# WHAT TO DO:
Write the entries again exactly, with no line missing.

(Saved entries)
----
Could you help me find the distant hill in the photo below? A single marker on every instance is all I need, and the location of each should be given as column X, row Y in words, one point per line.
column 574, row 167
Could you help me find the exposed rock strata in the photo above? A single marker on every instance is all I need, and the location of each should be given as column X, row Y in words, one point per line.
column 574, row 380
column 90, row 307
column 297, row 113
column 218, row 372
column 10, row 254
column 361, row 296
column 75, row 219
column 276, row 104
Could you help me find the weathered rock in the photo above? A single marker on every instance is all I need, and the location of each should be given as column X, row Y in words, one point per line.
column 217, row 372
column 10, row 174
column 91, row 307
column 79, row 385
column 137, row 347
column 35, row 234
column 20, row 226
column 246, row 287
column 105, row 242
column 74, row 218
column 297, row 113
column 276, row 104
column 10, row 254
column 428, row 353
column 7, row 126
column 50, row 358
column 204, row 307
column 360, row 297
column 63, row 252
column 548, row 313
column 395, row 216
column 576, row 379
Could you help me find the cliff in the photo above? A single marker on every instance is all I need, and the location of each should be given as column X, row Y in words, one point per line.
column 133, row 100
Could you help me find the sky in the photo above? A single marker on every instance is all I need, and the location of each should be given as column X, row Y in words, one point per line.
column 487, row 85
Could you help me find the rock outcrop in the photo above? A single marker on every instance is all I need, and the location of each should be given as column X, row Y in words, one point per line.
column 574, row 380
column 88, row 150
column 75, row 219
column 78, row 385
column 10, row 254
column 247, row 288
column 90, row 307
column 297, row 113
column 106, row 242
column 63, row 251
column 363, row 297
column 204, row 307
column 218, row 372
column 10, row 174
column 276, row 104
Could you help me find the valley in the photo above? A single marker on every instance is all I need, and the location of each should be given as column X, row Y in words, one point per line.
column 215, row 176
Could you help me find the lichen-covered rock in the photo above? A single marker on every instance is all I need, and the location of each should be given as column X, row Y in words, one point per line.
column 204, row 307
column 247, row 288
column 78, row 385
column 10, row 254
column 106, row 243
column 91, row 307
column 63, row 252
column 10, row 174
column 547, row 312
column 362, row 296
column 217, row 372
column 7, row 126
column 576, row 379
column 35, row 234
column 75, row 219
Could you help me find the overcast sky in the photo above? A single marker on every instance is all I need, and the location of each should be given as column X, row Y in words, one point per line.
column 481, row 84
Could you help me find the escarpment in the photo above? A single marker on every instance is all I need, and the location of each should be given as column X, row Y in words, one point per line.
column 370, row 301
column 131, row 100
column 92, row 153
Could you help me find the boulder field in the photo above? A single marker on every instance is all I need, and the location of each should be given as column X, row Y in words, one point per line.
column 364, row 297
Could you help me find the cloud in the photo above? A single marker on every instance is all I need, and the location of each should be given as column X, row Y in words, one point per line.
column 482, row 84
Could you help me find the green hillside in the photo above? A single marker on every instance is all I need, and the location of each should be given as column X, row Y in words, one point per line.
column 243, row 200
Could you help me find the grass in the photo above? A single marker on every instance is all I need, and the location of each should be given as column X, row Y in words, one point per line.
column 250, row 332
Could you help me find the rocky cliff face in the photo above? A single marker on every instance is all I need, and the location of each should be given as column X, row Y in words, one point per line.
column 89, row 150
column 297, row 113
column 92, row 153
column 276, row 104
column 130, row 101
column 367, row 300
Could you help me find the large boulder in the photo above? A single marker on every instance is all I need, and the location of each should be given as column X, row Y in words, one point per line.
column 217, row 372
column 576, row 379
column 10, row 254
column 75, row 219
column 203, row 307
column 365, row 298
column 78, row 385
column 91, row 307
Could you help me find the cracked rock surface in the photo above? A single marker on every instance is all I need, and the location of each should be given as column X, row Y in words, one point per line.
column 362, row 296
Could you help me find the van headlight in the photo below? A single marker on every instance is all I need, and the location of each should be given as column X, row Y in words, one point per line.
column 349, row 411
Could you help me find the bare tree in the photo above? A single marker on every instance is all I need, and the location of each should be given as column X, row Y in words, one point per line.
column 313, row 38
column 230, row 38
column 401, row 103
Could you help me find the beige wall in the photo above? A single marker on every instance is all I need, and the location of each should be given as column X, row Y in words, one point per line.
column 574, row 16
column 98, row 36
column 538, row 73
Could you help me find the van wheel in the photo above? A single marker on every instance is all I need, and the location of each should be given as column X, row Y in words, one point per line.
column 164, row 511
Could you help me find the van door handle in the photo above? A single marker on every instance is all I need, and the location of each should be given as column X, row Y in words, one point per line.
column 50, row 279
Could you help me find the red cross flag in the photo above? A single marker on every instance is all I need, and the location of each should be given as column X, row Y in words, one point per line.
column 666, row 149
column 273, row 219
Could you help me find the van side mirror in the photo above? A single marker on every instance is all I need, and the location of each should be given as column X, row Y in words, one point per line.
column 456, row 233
----
# RESPONSE:
Could you help me find the distant hill in the photo below? A single marker on every instance is all I need, and the location of each should be given as column X, row Y in words, one point per line.
column 574, row 167
Could you help me find the exposed rock strata in the photo above? A single marker on every instance is all I need, and the location of each should be given as column X, row Y in words, one point per line.
column 574, row 380
column 90, row 307
column 297, row 113
column 218, row 372
column 10, row 254
column 361, row 296
column 75, row 219
column 276, row 104
Could you help me find the weathered rock in the photo above? A single marker on every instance is all I need, and the location of each should be given as column X, row Y in words, one point per line.
column 217, row 372
column 10, row 174
column 91, row 307
column 79, row 385
column 137, row 347
column 35, row 234
column 20, row 226
column 246, row 287
column 105, row 242
column 74, row 218
column 297, row 113
column 276, row 104
column 10, row 254
column 428, row 353
column 7, row 126
column 50, row 358
column 204, row 307
column 360, row 297
column 63, row 252
column 548, row 313
column 395, row 216
column 576, row 379
Could you help me find the cliff in the photo above? A single marker on every instance is all I need, and the location of each should be given as column X, row Y in words, one point per line.
column 133, row 100
Could you help me find the sky in the photo above? A single marker on every instance is all I need, and the location of each should be given as column X, row Y in words, one point per line.
column 487, row 85
Could you help me find the rock outcrop in the photo above? A single marker on every instance is all I need, and the location of each should be given as column X, row Y in words, one point per line.
column 574, row 380
column 88, row 150
column 75, row 219
column 78, row 385
column 10, row 254
column 247, row 288
column 90, row 307
column 297, row 113
column 106, row 242
column 63, row 251
column 363, row 297
column 204, row 307
column 218, row 372
column 10, row 174
column 276, row 104
Could you help me find the valley in the photo above? A single marker on every instance is all I need, and the location of each should be given as column X, row Y in words, one point per line.
column 215, row 176
Could you help me find the lichen-covered rock in the photo above? A single marker on every instance is all I need, and the location of each should be given as column X, row Y in words, one point per line.
column 204, row 307
column 247, row 288
column 78, row 385
column 10, row 254
column 106, row 243
column 91, row 307
column 63, row 252
column 10, row 174
column 547, row 312
column 362, row 296
column 217, row 372
column 7, row 126
column 576, row 379
column 35, row 234
column 75, row 219
Could you help me find the overcast sky in the photo above? A single marker on every instance is all I need, and the location of each should be given as column X, row Y in words, one point per line.
column 481, row 84
Could you help me find the escarpment in the photo above? A single marker on every instance is all I need, and the location of each should be given as column X, row Y in words, one point per line.
column 370, row 301
column 131, row 100
column 92, row 153
Could you help me find the boulder field in the photo above? A single marker on every instance is all I need, and the location of each should be given as column X, row Y in words, one point per line.
column 364, row 297
Could you help me find the cloud in the photo above? A single marker on every instance is all I need, and the location of each should be given as column X, row Y in words, one point per line.
column 482, row 84
Could you help me find the green hillside in the photo above? A single marker on every instance is all I need, and the location of each should be given as column X, row Y in words, one point per line.
column 243, row 200
Could you help me find the grass in the photo above? A single marker on every instance is all I need, and the location of each should be given as column X, row Y in words, one point per line.
column 250, row 332
Could you help me find the rocky cliff face in the photo above? A single marker on every instance is all I need, and the location of each should be given as column X, row Y in words, one point per line.
column 89, row 150
column 297, row 113
column 92, row 153
column 276, row 104
column 130, row 101
column 367, row 300
Could you help me find the large boulder in the photo above? A single marker on every instance is all I need, and the location of each should be given as column X, row Y in words, one point per line.
column 217, row 372
column 576, row 379
column 10, row 254
column 75, row 219
column 203, row 307
column 365, row 298
column 78, row 385
column 91, row 307
Could you help me find the cracked rock surface in the photo above? A single marker on every instance is all I need, and the location of each should be given as column X, row Y in words, one point per line.
column 362, row 296
Could you help me find the van headlight in the photo below? A single marker on every instance is all I need, and the location of each should be given as column X, row Y in words, one point per line.
column 349, row 411
Could you help me find the bare tree in the photo above? A single marker on every instance is all I need, and the location of each should be given as column X, row Y in words, one point per line.
column 313, row 38
column 230, row 38
column 401, row 103
Could you help me find the beige wall in the photo above? A single marker on every instance is all I need, and the location of each should be given as column X, row Y in words, one point per line.
column 574, row 16
column 98, row 36
column 538, row 73
Could you help me find the van wheel in the photo above? A single marker on every instance is all I need, and the location of each should be given as column X, row Y in words, one point per line.
column 164, row 511
Could you help me find the van door handle in the photo above? A single marker on every instance is all I need, and the location of each should be given as column X, row Y in words, one point per line.
column 50, row 279
Could you help me find the red cross flag in the photo above? A single marker on every instance is all I need, and the location of each should be given as column X, row Y in words, one point per line.
column 666, row 149
column 273, row 219
Could you help me find the van side mirror in the photo above? A single marker on every instance is all I need, and the location of each should be given as column X, row Y in words, one point per line.
column 456, row 233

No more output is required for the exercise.